# start of The records
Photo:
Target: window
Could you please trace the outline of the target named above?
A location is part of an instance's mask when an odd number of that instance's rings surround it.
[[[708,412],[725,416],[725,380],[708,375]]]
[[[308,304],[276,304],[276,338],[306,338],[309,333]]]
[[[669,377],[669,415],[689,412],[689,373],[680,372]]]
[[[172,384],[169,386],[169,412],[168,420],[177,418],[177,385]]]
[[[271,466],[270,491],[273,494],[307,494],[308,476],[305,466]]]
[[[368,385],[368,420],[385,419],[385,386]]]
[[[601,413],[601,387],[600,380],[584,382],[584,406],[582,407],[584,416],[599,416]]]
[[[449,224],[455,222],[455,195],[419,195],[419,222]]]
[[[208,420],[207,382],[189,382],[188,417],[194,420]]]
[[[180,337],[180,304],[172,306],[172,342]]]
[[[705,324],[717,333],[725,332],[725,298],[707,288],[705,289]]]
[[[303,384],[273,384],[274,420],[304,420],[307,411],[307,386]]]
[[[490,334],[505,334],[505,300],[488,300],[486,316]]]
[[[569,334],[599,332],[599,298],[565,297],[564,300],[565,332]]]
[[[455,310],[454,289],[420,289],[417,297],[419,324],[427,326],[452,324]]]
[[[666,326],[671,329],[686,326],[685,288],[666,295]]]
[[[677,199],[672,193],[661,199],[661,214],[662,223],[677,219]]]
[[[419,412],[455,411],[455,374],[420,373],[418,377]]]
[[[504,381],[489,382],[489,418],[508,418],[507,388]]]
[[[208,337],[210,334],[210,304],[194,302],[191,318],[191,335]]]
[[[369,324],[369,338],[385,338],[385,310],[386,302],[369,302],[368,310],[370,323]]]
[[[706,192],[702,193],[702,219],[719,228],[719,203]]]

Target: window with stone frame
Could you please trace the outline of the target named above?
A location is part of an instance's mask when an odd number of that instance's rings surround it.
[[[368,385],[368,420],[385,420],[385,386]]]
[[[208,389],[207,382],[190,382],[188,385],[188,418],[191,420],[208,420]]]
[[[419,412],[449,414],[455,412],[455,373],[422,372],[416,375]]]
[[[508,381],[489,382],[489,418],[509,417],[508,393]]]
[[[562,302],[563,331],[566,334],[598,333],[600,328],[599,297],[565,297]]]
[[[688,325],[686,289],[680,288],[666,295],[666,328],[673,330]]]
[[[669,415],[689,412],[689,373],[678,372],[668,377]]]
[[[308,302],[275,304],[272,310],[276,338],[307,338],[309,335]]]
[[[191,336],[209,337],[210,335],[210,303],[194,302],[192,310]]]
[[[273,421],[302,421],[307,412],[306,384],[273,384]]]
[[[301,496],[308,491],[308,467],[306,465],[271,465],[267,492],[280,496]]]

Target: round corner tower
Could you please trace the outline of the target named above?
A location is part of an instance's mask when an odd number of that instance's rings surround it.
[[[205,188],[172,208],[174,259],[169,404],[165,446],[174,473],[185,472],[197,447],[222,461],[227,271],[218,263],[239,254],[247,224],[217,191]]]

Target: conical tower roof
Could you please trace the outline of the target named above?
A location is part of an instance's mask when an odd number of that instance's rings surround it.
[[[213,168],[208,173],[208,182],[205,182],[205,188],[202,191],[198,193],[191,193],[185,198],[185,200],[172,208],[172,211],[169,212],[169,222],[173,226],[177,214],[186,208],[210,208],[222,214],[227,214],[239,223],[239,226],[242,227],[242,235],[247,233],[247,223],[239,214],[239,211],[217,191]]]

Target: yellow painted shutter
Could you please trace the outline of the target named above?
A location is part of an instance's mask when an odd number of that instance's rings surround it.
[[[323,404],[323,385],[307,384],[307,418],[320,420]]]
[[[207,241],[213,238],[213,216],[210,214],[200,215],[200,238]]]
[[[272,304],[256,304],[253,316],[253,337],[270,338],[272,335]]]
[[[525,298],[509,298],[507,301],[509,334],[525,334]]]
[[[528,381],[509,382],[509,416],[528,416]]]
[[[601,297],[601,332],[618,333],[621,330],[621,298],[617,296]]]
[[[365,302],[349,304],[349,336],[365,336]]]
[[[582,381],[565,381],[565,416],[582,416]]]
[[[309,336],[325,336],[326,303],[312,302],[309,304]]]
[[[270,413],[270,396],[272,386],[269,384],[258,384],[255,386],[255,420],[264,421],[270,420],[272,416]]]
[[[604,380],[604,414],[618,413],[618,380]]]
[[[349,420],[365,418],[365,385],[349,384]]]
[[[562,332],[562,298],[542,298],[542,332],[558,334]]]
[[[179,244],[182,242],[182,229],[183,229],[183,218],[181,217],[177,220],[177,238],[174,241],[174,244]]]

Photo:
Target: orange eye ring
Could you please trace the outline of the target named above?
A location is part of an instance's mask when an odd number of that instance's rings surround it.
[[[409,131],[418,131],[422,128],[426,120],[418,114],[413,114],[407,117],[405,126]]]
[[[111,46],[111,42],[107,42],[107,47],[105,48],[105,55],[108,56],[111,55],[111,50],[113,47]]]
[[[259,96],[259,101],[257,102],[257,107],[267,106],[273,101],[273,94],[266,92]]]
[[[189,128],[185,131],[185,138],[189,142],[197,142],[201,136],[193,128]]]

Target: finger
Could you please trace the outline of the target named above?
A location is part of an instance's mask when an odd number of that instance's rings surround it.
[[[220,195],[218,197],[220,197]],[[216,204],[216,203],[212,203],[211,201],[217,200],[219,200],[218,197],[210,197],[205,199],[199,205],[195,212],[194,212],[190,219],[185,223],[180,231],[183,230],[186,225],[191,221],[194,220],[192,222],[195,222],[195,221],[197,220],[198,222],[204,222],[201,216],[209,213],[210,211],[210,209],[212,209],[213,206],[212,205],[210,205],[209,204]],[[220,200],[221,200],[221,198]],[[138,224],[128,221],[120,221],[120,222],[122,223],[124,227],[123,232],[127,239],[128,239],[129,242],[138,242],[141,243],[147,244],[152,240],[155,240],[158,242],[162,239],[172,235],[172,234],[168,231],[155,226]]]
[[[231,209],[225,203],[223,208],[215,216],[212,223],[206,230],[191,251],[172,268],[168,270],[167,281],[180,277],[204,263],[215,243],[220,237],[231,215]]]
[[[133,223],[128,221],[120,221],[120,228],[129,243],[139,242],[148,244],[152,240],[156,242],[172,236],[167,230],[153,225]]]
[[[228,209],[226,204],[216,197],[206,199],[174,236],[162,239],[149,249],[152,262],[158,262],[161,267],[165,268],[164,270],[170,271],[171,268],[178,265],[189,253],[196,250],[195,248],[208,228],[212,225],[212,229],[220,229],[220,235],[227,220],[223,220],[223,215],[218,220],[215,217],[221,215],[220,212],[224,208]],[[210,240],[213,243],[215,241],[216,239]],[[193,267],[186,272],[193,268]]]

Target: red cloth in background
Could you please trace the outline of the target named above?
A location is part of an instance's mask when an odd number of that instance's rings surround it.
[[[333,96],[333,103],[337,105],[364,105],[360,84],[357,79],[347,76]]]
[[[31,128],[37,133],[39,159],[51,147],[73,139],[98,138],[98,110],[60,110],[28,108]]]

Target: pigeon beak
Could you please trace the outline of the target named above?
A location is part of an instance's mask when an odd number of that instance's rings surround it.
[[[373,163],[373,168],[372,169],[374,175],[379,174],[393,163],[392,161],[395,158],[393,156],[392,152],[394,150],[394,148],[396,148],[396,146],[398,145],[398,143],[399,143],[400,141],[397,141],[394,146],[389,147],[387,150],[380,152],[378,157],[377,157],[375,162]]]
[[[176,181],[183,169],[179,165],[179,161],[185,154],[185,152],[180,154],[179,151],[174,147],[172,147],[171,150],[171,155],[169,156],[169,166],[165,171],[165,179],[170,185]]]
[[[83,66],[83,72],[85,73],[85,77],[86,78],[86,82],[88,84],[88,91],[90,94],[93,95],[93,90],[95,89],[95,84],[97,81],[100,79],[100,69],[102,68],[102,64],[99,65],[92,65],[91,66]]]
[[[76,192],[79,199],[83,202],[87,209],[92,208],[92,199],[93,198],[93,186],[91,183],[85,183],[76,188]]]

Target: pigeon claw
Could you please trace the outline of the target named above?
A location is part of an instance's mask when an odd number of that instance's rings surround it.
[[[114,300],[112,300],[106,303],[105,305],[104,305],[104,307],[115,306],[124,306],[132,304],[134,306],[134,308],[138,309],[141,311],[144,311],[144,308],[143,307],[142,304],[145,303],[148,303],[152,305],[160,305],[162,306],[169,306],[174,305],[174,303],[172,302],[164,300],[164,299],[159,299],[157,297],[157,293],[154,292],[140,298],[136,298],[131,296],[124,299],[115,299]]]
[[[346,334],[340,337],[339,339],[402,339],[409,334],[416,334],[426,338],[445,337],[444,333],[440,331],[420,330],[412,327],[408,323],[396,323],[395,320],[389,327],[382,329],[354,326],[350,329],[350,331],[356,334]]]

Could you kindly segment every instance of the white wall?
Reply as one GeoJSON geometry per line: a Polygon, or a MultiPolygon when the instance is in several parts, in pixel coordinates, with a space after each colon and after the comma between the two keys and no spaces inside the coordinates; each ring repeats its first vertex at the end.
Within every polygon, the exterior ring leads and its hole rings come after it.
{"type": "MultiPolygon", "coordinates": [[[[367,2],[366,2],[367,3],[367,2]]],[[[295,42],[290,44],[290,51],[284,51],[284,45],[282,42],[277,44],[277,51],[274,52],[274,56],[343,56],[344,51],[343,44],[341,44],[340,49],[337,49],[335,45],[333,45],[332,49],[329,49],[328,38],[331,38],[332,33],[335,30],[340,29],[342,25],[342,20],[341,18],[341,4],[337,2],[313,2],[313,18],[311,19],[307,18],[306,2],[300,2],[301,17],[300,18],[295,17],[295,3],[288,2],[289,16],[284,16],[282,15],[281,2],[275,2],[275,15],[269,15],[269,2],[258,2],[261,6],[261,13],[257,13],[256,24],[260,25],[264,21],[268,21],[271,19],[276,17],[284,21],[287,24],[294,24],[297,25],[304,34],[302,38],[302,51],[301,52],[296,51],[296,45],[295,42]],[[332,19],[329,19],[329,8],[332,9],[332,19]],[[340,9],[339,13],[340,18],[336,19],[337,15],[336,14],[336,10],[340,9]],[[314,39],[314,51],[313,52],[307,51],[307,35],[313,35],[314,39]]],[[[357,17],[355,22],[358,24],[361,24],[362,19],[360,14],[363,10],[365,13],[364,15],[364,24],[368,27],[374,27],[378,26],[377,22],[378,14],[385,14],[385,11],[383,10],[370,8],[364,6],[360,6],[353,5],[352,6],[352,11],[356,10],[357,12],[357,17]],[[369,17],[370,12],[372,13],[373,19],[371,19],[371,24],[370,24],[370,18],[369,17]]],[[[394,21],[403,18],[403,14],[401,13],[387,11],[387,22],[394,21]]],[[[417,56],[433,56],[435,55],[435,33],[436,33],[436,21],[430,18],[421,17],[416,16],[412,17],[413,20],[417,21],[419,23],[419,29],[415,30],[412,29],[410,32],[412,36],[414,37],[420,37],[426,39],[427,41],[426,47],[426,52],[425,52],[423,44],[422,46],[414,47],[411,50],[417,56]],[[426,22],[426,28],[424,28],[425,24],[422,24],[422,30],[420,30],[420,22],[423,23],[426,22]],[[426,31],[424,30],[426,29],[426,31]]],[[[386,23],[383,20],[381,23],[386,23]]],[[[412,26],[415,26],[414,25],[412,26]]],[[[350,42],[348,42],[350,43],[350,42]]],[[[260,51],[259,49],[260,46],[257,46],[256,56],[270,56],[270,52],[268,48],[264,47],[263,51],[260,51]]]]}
# end of The records
• _To be done_
Reproduce verbatim every line of the records from the line containing "Could you kindly" down to the line containing "Within every polygon, the", with both of those lines included.

• _The result_
Could you kindly segment every instance of the white wall?
Reply as one GeoJSON geometry per line: a Polygon, or a MultiPolygon when the instance is in several parts, in pixel coordinates, with a space after each colon and after the comma between the two keys and no spaces inside the coordinates; each ring repeats its first vertex at the end.
Within every polygon, the exterior ring leads and its hole rings come after it.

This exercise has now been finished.